→ Passage given:

● ● ● ● ●

Ghidra Reversing Guide - OpenKotOR/PyKotor GitHub Wiki

Ghidra Code Browser: An Authoritative Walkthrough

The Ghidra Code Browser provides a disassembly listing, decompiler, symbol tree, and data type manager — everything needed to reverse-engineer a binary. The sections below cover function signatures, calling conventions (cdecl, fastcall, stdcall, thiscall), structures, vtables, template classes, and common decompile pitfalls, using a Windows KotOR binary as the running example.

Introduction
Ghidra Repos and Projects
Code Browser Overview
Symbol Tree
Data Type Manager
The Listing
Decompile View
Other Code Browser Tools
Functions
Calling Conventions
Returns and Custom Storage
Structures
Vtables
Template Classes
Common Decompile Issues
Closing

1. Introduction

Code Browser Overview

This walkthrough introduces basic concepts and ideas in Ghidra so you can get your feet wet and understand what you're working with.

2. Ghidra Repos and Projects

A Ghidra project is made up of different repos; each repo represents an executable binary. Double-clicking a repo opens the code browser.

● ● ● ● ●

→ To-do list:
a) Write out the part of the Ghidra guide above that opens with the words containing "The Ghidra Code" and closes with "the running example.", copying it verbatim.
b) Supply what follows in the Ghidra guide above, picking up right after its final sentence.

→ Dataset extract:
● ● ● ● ●

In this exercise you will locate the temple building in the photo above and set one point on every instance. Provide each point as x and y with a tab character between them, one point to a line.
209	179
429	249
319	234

● ● ● ● ●

→ Final results:
a)
The Ghidra Code Browser provides a disassembly listing, decompiler, symbol tree, and data type manager — everything needed to reverse-engineer a binary. The sections below cover function signatures, calling conventions (cdecl, fastcall, stdcall, thiscall), structures, vtables, template classes, and common decompile pitfalls, using a Windows KotOR binary as the running example.

b)
Project repos organized by version and platform

Repos are often organized by version and platform (e.g. Android, iOS, Mac, Amazon games, GOG, Xbox). The following sections use the Code Browser opened for the Windows GOG version of KOTOR one—a heavily labeled and analyzed binary—as the example.

Code Browser opened for Windows GOG KOTOR one

3. Code Browser Overview

Code browser with symbol tree visible

The code browser is the main workspace. The first element to note is the symbol tree (see below).

4. Symbol Tree

The symbol tree lists all symbols in the binary: classes, namespaces, functions, labels, imports (typically DLLs), and exports—which for a Windows executable is the entry point. Use it as your starting point when searching the .exe; you can search function and class names and browse the hierarchy.

Symbol Tree pane with search

For example, to find server-side creature symbols, search for CSWS creature to get the function of that name; clearing the search then shows everything under that class.

Symbol tree expanded for a class with many functions

The class implements many functions—for server creatures, a large set. More advanced filter settings (e.g. regex) are available; the basic search is often sufficient. You can also search variables (e.g. enable); outside the class section you will see symbols such as shadows enabled, enable beams, and similar. In short, the symbol tree is the main entry point for searching the executable.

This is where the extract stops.